Image point grounding data:
....................

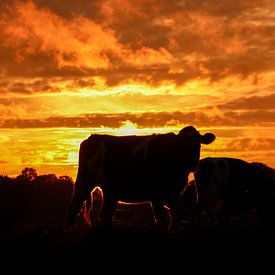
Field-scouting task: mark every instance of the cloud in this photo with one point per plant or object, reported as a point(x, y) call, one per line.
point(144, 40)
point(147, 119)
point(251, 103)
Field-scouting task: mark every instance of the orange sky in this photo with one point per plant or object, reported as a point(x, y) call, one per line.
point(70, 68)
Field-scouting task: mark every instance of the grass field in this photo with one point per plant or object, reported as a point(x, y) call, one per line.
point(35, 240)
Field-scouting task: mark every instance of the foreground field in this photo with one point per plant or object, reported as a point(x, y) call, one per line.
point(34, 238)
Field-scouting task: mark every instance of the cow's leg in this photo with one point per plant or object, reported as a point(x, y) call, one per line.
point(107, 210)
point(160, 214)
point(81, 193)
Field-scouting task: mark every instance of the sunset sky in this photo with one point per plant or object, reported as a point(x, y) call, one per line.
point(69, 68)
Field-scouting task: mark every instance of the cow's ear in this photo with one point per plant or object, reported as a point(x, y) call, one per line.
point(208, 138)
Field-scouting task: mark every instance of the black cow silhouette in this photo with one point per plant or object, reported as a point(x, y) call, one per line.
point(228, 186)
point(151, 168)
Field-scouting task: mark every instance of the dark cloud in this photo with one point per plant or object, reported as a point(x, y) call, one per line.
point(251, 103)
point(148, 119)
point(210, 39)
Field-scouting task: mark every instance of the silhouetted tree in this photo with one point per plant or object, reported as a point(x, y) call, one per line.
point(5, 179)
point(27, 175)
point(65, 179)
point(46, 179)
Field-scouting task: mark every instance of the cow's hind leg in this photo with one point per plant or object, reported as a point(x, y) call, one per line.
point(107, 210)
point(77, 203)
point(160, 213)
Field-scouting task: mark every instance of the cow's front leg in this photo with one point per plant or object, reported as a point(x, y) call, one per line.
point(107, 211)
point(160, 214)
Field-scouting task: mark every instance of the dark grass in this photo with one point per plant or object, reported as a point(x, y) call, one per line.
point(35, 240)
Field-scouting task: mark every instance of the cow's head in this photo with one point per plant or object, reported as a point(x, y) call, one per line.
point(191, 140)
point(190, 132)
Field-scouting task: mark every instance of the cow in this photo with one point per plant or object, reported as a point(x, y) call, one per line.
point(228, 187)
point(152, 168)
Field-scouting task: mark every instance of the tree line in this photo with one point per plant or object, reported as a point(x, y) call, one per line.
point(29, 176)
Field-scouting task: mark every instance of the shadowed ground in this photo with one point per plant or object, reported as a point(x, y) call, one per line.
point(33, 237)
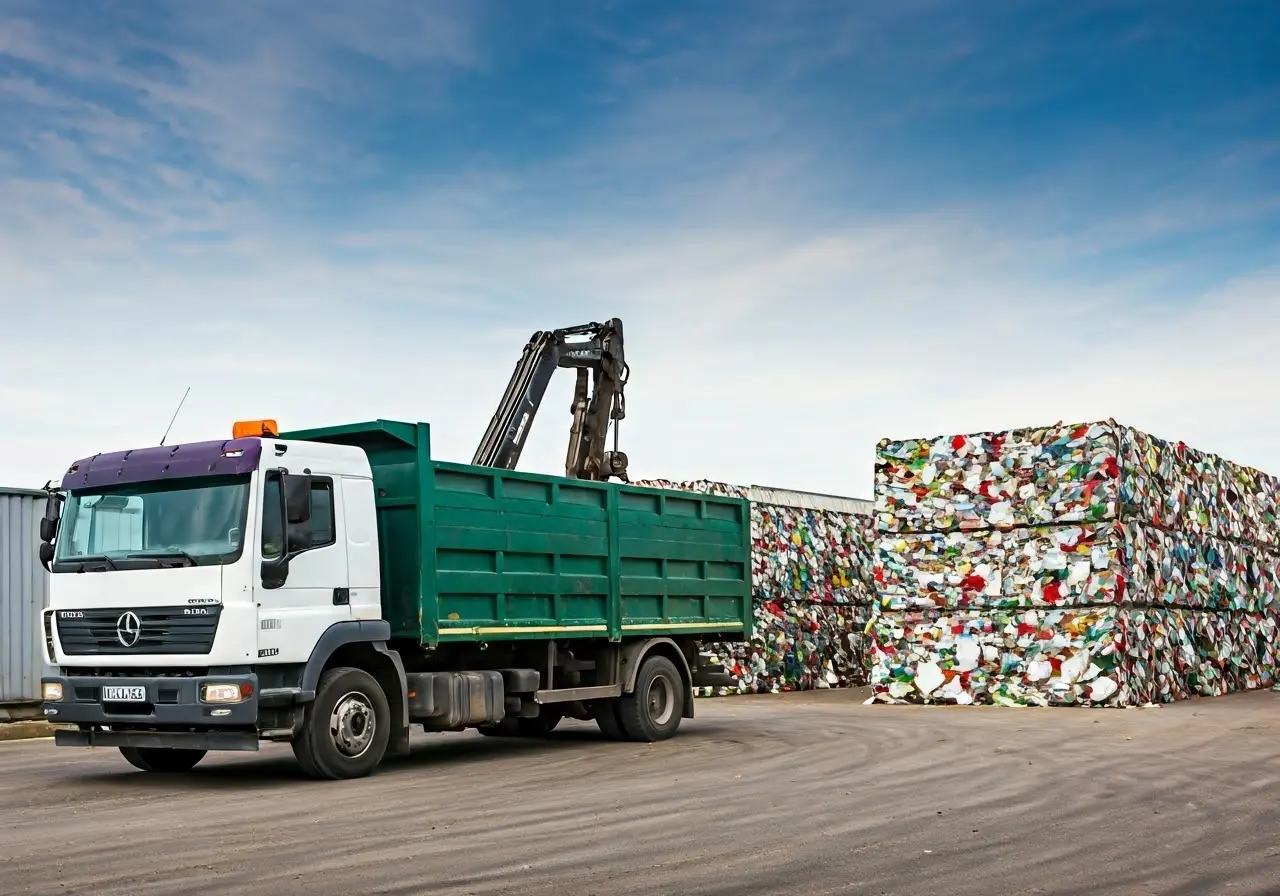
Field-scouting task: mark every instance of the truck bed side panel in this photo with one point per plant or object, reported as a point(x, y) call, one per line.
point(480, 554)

....................

**PROBLEM DETAILS**
Repeat the records above verbatim, with no pictures in the result.

**ANSWER FOR THIS EXERCISE**
Field-scouting task: mark every instance of the cloud in this photo with one point per plant or object, reported as a point(x, y) call, one per line.
point(144, 40)
point(147, 119)
point(251, 103)
Field-scouting task: mark every instance of the orange sky in this photo with one point per plant or object, reported as a point(x, y) call, one per line.
point(70, 68)
Field-scouting task: mark every instance of the grass field in this photo with one point per plant or object, reported as a point(x, y) call, one per line.
point(35, 240)
Field-scouting task: mark every instance of the foreground field in this photo with one point per plant or object, reported as a point(x, y) call, one per line.
point(34, 238)
Field-scouting task: mark every instance of the cow's leg in this photo with one point per plant or object, reported as a point(x, y) call, one per line.
point(107, 210)
point(160, 214)
point(81, 193)
Field-scouting task: mark every instance of the sunset sky in this photo with one point per plant or object, reported as a point(x, y) call, one per line.
point(69, 68)
Field-scouting task: mark every instance of the cow's ear in this photo with one point per plant or object, reported as a point(x, y) call, one per line.
point(208, 138)
Field-scouting task: mark every instance of the black cow silhouette in this photo with one point per plant or object, reported as a point(x, y) call, one per line.
point(228, 186)
point(151, 168)
Field-scouting task: mark every instance of the dark cloud in this photo with one point per plant or object, reported as a point(x, y) call, one per line.
point(251, 103)
point(148, 119)
point(210, 39)
Field-scouting task: mark every instance of the silhouetted tree in this photo with one point per plant or object, reported as a point(x, y) call, one per line.
point(5, 179)
point(27, 175)
point(65, 179)
point(46, 179)
Field-scouting task: mark every instance of the cow's hind leg in this photo with one point per plant or object, reported as a point(x, y) call, one per line.
point(107, 210)
point(77, 203)
point(160, 213)
Field-scouting task: mark every instance of the cow's front leg in this photo with one point per plant or object, reported as a point(x, y) call, one per line.
point(107, 211)
point(160, 214)
Field-scouting task: mark every instance of the dark grass in this photo with one point per plant or object, reported as a point(x, y) call, one per line.
point(35, 240)
Field-scouting task: mark every instance of the cow's head in this photo with one point per plant or object, reported as a point(x, y) call, one per line.
point(191, 140)
point(190, 132)
Field-scouting task: mark every instance of the cow in this photo with one point per plant or object, reported as a point(x, y) call, one per line.
point(228, 187)
point(152, 168)
Field-scouting task: mark every instance of the tree line in this photo with one point per plant or object, reported as a point(x, y) call, one per line.
point(29, 176)
Field-scouting task: mark every instance of the shadowed ground in this photo with one point per plant or object, reported as a point(x, y) call, one per line.
point(33, 237)
Field-scouting task: mark every instance of the truck bed side panel in this photo with one point per plant or object, reported as a point(x, y) call, one per line.
point(480, 554)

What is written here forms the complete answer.